⟨
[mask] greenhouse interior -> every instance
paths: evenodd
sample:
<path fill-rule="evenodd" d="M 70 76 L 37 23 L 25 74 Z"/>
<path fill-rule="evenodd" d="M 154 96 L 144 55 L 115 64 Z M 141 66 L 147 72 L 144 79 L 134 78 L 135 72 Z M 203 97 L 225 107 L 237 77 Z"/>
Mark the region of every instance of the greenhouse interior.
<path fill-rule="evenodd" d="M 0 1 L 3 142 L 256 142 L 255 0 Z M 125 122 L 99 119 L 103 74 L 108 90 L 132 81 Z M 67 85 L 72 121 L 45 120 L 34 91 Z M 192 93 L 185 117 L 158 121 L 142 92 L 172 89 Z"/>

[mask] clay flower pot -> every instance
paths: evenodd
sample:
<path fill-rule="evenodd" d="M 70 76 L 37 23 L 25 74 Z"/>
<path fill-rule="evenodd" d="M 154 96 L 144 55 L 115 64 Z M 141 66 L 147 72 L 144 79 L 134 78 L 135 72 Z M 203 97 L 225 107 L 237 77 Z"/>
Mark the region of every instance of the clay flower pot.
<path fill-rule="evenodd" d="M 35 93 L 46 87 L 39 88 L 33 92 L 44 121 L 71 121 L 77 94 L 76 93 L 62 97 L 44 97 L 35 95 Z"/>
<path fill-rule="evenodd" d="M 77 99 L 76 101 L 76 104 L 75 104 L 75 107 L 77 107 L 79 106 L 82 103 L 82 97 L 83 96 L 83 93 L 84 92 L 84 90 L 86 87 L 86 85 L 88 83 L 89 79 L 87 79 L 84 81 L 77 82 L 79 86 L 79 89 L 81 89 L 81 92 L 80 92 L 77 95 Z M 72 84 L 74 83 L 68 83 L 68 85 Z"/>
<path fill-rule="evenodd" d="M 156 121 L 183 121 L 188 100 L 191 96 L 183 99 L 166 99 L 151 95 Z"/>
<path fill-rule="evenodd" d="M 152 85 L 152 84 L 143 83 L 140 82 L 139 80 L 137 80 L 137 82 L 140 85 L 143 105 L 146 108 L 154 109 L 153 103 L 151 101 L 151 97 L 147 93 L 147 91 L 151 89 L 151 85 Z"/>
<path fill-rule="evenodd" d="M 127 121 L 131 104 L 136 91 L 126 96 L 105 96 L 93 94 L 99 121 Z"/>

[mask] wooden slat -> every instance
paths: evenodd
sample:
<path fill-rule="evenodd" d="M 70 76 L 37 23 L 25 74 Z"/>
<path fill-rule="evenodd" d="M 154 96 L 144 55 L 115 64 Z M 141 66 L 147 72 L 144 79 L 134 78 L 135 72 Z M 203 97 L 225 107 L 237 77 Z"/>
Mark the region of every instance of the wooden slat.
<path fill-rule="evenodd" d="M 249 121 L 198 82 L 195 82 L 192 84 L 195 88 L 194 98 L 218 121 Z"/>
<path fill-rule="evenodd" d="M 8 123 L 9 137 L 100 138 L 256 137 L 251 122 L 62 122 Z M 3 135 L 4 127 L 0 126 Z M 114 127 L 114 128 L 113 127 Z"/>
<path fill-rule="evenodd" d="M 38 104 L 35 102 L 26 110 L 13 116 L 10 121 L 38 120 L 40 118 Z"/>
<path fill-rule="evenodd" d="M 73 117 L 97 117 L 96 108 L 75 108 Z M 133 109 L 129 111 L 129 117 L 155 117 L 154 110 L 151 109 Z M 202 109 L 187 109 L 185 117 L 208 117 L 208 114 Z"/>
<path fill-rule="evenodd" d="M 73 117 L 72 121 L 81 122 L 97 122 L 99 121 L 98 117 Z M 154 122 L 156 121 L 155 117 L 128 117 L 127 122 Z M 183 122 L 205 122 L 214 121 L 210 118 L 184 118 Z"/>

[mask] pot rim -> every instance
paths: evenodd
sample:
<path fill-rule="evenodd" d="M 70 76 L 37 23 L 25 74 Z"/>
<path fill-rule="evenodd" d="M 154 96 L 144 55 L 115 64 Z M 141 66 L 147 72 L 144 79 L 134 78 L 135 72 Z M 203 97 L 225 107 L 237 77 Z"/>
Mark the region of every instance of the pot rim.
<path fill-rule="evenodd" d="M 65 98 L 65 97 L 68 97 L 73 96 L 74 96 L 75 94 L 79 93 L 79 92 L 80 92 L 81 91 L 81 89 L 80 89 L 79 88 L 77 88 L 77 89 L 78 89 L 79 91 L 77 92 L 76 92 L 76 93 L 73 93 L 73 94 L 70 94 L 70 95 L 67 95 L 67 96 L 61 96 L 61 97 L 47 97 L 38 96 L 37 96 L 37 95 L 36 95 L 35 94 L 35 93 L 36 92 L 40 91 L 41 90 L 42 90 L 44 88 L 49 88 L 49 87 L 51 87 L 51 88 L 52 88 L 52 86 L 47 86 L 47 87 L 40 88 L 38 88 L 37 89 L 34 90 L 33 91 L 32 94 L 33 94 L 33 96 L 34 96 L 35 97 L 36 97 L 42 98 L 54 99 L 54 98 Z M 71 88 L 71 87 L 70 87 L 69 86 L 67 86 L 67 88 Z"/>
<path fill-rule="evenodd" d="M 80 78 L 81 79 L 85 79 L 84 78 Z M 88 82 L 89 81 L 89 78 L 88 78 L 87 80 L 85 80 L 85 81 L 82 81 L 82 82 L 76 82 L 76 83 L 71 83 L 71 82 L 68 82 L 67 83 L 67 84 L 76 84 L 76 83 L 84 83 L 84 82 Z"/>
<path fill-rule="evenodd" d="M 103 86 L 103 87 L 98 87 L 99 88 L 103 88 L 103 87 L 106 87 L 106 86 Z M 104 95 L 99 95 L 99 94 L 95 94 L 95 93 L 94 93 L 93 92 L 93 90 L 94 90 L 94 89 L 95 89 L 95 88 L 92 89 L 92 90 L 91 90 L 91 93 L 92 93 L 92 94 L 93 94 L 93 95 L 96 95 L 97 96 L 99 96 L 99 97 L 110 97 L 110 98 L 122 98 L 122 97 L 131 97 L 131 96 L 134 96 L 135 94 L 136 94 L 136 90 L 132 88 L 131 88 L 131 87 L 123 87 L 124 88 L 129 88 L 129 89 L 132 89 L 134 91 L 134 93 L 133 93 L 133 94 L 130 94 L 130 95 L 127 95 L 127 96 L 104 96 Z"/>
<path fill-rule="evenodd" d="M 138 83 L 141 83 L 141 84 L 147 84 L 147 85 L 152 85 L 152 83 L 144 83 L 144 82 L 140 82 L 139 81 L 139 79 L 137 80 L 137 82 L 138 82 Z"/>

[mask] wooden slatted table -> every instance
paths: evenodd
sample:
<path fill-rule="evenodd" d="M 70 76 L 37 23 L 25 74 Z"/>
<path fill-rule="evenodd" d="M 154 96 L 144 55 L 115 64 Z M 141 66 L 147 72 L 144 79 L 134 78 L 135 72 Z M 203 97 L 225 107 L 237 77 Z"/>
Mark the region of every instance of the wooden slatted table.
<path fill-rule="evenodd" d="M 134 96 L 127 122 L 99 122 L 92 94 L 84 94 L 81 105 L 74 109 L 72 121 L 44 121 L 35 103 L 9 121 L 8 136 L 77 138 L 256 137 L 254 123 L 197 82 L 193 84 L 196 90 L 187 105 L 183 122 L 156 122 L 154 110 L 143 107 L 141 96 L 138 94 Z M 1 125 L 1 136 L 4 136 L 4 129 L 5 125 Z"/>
⟩
⟨
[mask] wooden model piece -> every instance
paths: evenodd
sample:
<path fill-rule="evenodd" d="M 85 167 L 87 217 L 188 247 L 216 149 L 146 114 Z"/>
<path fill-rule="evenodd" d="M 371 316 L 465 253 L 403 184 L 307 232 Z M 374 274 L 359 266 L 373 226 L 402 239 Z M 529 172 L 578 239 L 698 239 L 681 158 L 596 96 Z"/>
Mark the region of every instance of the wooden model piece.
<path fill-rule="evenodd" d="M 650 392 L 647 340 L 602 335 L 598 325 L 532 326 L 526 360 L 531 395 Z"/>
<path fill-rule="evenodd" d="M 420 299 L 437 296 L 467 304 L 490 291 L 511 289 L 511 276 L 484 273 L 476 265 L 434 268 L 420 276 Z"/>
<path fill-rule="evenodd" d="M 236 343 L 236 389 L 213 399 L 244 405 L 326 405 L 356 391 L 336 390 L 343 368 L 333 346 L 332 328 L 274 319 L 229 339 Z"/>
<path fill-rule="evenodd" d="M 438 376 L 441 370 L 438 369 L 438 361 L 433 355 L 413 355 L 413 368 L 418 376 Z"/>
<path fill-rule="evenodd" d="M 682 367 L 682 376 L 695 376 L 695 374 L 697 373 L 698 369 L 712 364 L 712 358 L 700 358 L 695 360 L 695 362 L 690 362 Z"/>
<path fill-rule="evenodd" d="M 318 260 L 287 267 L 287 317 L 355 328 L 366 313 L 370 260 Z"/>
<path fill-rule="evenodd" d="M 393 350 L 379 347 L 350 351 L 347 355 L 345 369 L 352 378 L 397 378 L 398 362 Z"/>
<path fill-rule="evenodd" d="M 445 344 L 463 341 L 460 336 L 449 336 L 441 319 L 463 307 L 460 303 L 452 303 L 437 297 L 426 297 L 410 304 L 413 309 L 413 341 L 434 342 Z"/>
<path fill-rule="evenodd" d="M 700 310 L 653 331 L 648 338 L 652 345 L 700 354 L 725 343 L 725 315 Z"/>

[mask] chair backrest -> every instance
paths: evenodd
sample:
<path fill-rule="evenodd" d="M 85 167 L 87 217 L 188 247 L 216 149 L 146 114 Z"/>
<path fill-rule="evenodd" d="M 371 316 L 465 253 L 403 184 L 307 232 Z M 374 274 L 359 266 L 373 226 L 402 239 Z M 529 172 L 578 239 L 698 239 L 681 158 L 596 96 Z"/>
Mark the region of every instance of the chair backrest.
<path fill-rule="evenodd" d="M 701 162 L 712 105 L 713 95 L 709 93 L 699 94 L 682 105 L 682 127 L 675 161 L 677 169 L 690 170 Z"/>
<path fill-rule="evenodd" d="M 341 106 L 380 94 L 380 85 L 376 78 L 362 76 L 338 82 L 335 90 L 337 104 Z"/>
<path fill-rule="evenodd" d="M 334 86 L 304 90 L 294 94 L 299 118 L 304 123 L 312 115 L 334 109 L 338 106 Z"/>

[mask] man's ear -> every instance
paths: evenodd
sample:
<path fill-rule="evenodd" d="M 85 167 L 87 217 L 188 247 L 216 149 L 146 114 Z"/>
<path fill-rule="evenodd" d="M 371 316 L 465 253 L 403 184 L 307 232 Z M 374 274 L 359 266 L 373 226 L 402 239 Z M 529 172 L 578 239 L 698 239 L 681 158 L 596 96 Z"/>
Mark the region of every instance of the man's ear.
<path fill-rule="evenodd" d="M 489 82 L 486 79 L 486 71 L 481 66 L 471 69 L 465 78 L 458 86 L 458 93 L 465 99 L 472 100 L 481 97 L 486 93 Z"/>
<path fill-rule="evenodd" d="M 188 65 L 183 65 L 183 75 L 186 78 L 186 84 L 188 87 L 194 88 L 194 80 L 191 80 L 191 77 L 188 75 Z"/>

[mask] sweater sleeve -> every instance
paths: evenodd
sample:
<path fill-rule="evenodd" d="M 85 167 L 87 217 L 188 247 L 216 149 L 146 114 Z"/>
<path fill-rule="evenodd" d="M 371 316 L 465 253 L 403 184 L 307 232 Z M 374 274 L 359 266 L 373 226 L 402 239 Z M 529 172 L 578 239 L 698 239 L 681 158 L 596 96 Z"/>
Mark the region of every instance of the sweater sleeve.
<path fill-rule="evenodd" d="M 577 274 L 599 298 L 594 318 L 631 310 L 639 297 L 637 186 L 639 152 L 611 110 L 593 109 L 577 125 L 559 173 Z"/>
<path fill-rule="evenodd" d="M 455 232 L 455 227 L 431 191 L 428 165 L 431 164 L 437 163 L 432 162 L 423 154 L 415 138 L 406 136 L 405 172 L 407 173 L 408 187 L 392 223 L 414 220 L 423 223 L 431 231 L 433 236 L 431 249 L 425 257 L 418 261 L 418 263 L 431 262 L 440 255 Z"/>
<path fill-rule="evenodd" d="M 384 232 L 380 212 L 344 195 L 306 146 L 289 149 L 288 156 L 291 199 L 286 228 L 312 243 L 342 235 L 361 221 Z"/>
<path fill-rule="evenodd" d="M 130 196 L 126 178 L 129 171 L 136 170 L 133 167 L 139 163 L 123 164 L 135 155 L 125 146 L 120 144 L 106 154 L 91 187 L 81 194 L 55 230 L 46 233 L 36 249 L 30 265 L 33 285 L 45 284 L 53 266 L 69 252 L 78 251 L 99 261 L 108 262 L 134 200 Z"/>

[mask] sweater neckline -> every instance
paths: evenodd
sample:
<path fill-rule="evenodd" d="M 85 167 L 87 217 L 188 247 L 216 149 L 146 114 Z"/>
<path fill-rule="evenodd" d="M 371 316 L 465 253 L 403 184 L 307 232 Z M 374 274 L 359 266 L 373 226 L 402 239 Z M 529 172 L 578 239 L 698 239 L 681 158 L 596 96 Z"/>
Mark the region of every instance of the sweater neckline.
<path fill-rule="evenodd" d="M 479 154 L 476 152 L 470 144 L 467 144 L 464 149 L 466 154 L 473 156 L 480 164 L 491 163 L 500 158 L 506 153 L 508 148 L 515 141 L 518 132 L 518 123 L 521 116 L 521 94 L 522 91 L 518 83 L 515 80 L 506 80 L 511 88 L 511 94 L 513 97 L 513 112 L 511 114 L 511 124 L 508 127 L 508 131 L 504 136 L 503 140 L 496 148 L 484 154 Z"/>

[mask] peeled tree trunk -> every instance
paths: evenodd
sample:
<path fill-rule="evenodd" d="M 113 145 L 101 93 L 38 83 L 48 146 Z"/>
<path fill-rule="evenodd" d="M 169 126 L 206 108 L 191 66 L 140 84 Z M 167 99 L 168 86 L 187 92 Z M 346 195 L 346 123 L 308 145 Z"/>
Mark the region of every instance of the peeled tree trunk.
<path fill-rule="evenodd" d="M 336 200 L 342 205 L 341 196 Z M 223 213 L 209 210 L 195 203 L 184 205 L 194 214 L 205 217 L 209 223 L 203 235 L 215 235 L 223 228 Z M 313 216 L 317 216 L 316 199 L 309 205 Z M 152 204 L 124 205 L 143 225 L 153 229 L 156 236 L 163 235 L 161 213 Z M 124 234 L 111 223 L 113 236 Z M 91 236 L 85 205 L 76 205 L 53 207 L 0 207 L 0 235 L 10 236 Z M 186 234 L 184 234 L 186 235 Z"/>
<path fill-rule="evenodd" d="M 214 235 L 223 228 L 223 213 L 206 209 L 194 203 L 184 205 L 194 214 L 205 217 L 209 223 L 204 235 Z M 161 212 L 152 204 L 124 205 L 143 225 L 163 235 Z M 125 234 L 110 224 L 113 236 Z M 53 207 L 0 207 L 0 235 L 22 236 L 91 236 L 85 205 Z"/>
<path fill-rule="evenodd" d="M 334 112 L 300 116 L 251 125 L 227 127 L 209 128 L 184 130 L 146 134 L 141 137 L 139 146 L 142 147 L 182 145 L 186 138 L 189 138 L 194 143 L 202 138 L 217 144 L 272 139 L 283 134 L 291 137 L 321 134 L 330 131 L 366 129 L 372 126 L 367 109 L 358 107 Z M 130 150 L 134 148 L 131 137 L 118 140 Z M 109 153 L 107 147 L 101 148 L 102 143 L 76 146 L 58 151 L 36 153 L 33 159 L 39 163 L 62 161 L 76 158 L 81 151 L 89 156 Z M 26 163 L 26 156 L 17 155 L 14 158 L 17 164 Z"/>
⟩
⟨
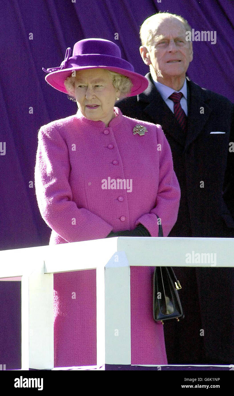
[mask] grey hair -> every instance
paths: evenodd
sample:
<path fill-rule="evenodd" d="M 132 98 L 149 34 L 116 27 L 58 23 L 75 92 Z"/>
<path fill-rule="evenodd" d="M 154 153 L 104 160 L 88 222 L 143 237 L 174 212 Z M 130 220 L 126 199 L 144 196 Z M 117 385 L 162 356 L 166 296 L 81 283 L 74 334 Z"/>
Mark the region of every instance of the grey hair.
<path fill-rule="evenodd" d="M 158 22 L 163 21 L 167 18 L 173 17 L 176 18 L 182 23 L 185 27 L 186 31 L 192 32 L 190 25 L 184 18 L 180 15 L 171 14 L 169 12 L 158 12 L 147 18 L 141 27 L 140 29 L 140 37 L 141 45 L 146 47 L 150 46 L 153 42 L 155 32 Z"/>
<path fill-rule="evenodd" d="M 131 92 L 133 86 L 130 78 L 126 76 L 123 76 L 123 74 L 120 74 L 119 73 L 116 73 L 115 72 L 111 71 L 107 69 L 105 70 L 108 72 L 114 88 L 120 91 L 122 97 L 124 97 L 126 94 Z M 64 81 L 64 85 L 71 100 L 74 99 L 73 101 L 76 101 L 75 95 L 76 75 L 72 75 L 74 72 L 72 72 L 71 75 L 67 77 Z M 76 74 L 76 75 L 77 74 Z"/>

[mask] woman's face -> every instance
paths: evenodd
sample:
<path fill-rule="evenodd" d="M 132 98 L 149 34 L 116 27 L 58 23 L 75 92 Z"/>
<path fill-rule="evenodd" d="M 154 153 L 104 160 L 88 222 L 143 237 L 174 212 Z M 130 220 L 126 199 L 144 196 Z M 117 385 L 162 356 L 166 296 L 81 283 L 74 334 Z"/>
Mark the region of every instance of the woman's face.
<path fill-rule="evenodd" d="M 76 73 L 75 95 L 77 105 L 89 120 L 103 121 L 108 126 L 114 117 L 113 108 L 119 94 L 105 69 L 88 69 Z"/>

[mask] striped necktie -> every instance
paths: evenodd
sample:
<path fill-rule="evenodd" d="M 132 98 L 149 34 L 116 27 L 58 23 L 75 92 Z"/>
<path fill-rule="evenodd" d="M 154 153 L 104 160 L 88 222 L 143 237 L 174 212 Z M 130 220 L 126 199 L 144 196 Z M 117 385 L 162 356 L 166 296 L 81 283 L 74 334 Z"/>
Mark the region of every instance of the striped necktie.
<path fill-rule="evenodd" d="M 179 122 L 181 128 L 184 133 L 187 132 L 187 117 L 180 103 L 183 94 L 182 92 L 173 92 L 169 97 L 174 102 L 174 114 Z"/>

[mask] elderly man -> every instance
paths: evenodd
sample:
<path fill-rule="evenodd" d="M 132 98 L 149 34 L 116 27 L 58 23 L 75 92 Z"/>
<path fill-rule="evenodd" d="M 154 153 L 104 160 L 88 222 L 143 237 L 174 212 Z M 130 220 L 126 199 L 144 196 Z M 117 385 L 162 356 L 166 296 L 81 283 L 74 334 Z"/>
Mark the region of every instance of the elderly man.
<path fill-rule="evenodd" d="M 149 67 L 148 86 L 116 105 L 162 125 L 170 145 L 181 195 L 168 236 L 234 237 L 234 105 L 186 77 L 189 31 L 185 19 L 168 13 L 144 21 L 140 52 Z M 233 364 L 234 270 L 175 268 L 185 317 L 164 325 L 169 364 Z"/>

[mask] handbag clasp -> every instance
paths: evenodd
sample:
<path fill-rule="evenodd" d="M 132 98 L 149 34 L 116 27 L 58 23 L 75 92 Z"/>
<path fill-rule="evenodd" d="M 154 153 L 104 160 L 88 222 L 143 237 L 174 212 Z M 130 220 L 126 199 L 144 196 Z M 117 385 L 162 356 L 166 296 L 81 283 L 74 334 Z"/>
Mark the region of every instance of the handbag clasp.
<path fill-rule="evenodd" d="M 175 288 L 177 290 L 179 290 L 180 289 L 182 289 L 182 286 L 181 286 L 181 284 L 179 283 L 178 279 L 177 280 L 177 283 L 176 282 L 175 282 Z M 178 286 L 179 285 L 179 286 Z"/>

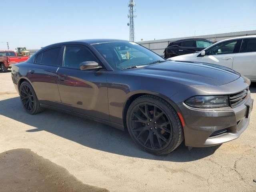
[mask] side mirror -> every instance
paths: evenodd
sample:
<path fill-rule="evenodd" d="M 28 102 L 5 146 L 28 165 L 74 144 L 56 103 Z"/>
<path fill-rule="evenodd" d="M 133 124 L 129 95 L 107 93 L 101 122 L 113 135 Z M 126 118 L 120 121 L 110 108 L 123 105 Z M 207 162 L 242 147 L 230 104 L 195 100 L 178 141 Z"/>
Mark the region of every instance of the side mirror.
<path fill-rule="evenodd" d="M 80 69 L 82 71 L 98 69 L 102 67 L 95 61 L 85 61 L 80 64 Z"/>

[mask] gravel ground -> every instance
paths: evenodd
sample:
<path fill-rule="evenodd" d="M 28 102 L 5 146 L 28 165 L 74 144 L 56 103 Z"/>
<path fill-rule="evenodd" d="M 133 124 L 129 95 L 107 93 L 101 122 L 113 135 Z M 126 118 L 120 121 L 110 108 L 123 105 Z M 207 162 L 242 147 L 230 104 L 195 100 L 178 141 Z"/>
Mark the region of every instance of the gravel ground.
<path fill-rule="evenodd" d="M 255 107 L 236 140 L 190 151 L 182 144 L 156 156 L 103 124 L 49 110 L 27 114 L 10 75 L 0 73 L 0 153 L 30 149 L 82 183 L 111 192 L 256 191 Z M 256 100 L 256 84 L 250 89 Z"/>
⟩
WHAT TO PRODUCE >>
Report how many lines of the items contain the word "model", treating case as significant, and give only the number.

COMPLETE ANSWER >>
2